(Labeled object pointing rows)
*****

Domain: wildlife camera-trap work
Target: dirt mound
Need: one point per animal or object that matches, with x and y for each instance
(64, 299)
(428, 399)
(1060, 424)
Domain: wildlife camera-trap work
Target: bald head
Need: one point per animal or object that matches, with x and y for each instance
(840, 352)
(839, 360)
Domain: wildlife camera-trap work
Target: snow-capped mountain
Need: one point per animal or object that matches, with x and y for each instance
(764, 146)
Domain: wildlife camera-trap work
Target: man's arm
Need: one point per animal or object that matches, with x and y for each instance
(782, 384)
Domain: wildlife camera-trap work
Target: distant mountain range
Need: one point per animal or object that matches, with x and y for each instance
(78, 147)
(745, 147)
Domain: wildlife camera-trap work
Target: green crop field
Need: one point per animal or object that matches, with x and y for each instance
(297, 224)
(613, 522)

*****

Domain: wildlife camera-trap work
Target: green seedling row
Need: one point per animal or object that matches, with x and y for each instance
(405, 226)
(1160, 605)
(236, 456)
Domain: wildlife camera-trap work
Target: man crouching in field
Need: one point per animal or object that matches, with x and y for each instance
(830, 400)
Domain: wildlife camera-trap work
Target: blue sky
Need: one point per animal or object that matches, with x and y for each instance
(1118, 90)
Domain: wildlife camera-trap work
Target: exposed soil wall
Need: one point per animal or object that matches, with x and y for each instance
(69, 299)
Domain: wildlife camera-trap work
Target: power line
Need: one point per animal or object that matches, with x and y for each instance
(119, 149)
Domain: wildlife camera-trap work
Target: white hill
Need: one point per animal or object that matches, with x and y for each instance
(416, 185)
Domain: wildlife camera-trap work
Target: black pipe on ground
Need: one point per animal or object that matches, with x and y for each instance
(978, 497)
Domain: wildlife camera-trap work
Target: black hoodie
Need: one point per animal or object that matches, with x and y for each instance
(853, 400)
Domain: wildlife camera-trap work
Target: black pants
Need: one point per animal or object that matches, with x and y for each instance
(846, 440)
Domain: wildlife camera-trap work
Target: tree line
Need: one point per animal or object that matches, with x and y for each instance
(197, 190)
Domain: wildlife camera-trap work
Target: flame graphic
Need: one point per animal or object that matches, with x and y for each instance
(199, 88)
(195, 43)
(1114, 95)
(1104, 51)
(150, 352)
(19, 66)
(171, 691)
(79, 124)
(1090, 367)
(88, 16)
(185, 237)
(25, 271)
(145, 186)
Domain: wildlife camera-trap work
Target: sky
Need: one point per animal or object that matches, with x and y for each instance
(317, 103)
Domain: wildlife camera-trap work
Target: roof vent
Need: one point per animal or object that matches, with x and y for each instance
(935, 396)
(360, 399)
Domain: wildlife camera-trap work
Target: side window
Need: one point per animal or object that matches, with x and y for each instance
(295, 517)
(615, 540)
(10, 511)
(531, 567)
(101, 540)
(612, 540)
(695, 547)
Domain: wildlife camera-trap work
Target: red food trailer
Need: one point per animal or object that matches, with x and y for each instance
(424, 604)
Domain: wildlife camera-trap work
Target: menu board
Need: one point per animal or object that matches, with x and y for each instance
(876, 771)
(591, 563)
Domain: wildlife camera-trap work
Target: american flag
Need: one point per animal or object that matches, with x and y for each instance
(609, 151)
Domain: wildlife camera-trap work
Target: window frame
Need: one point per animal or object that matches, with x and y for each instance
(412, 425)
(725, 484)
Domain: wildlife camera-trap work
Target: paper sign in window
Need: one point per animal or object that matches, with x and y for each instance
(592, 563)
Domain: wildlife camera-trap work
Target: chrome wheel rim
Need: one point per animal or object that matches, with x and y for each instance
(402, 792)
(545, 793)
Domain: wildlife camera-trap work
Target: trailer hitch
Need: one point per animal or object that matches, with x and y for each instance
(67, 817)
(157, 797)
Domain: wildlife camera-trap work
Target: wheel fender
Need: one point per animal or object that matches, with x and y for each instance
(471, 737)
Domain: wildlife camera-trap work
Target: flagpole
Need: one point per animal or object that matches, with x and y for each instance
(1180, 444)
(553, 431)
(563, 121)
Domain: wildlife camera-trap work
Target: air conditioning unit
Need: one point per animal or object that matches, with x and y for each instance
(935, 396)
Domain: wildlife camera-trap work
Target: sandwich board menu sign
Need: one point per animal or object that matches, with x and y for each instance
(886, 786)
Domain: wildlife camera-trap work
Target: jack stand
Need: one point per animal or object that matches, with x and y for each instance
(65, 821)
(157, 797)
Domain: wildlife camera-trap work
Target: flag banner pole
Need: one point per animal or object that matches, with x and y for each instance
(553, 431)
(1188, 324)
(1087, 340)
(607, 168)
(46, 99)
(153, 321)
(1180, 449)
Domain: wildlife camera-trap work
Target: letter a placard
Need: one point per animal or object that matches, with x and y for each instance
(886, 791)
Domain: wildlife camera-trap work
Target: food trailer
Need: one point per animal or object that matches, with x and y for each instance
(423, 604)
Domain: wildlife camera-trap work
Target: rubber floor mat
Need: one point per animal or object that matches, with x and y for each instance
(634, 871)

*****

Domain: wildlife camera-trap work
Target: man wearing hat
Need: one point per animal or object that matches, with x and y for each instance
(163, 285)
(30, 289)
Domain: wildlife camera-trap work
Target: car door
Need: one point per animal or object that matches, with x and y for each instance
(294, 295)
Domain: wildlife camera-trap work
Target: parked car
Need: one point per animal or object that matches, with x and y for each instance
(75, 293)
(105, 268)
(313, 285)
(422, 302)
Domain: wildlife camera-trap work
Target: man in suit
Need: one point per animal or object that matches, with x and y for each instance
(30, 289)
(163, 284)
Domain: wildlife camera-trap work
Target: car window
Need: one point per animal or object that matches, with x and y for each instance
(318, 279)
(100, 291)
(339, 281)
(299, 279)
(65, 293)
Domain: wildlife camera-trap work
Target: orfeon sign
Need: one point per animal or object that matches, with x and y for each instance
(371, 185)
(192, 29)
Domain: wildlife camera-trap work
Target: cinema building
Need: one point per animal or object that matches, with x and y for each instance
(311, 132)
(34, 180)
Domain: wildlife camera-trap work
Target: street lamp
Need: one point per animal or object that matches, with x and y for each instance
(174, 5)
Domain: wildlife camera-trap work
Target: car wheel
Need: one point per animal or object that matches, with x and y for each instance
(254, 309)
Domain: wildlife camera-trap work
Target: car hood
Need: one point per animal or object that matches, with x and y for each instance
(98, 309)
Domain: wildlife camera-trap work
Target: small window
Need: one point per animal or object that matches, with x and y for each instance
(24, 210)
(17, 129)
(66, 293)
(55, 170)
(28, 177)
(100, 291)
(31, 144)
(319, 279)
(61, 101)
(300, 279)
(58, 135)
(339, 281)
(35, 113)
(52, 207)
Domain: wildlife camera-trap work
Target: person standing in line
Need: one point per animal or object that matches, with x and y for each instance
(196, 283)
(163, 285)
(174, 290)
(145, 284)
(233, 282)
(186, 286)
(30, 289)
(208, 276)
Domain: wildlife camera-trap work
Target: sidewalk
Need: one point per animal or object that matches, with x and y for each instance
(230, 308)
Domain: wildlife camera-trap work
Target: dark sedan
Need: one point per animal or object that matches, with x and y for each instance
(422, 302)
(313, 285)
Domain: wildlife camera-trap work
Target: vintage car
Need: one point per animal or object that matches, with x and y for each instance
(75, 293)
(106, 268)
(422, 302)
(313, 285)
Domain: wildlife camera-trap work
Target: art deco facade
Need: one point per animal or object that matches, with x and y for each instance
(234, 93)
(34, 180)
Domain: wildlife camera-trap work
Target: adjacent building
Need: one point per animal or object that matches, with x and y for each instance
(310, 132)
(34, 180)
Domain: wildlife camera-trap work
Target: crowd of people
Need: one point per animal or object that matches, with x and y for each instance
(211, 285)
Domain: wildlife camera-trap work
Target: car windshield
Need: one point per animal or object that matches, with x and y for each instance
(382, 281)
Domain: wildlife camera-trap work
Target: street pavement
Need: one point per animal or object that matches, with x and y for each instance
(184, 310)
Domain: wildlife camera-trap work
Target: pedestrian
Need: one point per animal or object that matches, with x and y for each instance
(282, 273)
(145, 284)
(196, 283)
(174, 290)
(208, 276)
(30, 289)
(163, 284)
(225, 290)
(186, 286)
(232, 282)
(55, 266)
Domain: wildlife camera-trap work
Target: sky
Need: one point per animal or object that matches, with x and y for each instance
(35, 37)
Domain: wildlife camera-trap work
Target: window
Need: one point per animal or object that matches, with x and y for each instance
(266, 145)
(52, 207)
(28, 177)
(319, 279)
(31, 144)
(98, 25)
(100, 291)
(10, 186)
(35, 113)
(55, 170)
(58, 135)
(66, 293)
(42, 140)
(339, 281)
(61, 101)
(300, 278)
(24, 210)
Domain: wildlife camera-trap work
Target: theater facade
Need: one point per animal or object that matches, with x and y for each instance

*****

• _Problem description_
Display every line of the rows above that contains the word "menu".

• _Complete output_
Target: menu board
Target: sandwich board menu sign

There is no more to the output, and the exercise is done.